Information supplied ->
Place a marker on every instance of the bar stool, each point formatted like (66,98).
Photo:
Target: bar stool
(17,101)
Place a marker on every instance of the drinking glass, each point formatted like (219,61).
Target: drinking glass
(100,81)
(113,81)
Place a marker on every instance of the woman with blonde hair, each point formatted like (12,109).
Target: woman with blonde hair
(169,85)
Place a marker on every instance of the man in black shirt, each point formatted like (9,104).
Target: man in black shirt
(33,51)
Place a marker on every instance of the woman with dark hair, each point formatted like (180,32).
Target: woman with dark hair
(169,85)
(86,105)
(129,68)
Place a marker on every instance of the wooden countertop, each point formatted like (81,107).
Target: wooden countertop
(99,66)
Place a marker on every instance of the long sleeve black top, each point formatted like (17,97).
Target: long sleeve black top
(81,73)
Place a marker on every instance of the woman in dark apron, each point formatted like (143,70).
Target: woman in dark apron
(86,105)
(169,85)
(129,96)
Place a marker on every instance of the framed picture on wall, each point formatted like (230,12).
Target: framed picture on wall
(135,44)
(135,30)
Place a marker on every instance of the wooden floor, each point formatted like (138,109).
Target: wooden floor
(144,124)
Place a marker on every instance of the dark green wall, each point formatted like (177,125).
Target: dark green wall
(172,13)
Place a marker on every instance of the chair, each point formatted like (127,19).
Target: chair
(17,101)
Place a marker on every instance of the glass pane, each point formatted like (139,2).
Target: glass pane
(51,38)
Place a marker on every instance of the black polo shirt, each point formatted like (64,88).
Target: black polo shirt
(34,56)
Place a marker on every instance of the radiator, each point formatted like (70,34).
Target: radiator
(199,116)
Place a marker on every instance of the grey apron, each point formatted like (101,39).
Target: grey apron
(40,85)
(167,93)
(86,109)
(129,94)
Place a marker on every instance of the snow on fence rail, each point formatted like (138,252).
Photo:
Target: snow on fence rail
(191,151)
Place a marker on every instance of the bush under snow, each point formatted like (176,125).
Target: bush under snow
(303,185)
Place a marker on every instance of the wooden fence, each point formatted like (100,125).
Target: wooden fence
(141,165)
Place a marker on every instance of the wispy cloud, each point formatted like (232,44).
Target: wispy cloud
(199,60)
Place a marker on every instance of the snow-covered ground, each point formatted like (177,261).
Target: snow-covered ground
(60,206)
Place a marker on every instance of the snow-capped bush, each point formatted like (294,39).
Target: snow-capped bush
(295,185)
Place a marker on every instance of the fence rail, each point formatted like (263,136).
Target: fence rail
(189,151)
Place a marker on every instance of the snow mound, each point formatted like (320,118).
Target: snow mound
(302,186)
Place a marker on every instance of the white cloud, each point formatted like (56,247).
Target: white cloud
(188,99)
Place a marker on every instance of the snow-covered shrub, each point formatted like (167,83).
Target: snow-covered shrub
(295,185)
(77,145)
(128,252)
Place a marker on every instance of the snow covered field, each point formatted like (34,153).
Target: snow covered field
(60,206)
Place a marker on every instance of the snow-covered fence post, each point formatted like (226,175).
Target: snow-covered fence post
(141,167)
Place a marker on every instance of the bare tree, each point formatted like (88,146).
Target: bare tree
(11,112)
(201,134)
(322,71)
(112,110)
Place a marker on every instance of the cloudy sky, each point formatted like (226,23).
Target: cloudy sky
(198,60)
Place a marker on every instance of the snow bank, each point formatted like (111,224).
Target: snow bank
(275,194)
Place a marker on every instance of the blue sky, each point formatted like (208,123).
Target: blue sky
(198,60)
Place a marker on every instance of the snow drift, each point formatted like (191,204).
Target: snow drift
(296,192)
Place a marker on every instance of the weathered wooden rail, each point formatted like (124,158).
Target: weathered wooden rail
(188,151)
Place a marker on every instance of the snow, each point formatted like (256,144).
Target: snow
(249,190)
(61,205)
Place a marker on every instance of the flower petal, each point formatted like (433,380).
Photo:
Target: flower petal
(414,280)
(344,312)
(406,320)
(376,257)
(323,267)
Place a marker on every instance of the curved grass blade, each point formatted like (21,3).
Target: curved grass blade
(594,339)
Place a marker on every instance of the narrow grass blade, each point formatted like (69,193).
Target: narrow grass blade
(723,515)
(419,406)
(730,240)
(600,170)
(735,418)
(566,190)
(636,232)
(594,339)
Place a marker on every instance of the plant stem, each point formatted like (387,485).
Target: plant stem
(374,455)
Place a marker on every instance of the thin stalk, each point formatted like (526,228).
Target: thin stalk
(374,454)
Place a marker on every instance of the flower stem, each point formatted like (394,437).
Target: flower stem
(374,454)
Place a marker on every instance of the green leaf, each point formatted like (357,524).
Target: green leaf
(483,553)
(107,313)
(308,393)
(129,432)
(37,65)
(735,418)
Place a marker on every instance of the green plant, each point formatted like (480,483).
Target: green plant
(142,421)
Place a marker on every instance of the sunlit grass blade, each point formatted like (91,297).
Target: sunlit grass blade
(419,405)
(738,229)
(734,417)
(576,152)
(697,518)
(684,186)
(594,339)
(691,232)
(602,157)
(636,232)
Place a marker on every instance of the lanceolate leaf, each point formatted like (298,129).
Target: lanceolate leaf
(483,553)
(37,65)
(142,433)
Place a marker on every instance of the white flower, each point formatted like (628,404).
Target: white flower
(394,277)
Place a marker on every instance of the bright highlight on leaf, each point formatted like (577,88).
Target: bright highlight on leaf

Prompt -> Copy exactly the lines of the listing above, beginning at the line with "Place a marker on every instance of the snow, each" and ending at its final line; write out nothing else.

Response to the exercise ->
Place a marker on every instance of the snow, each point formatted like (256,144).
Target: snow
(249,190)
(61,205)
Place a marker on every instance of the flower petal, each point formatted like (433,380).
Photo:
Target: flower petal
(414,280)
(344,312)
(406,320)
(376,257)
(323,267)
Place a marker on every instance of the curved grass blade, each point formatted like (21,3).
Target: curved grass blade
(594,339)
Place a marker on every instance of the narrow grass blade, each point formatted like (69,193).
Target: narrow grass blade
(723,515)
(419,406)
(730,240)
(600,170)
(735,418)
(566,190)
(636,232)
(594,339)
Place a marker on every instance of the plant stem, each point formatted like (387,485).
Target: plant stem
(374,455)
Place a marker on every instance of the thin stalk, each point formatted like (526,228).
Target: thin stalk
(374,454)
Place a marker on every instance of the flower stem, each point formatted like (394,437).
Target: flower stem
(374,454)
Place a marker on every instance of the green leaf, each point formatted like (357,524).
Target: green leaf
(483,553)
(107,313)
(308,393)
(129,432)
(37,65)
(735,418)
Place a marker on every instance of the green plant, each point formatted like (480,483).
Target: green plant
(142,421)
Place a marker on every instance of the sunlit grass blade, each point formatted like (91,297).
Target: sunlit grass blade
(419,405)
(738,229)
(734,417)
(576,152)
(697,518)
(684,186)
(594,339)
(691,232)
(602,157)
(636,232)
Place a marker on every instance of the lanceolate leaf, each point formatted like (298,129).
Target: lanceolate leaf
(483,553)
(37,65)
(142,433)
Place a marker on every instance of the white flower, each point formatted like (628,404).
Target: white flower
(394,277)
Place a marker on every instance of the bright highlight on leaf, each point formatted like (577,88).
Target: bright highlight on leaf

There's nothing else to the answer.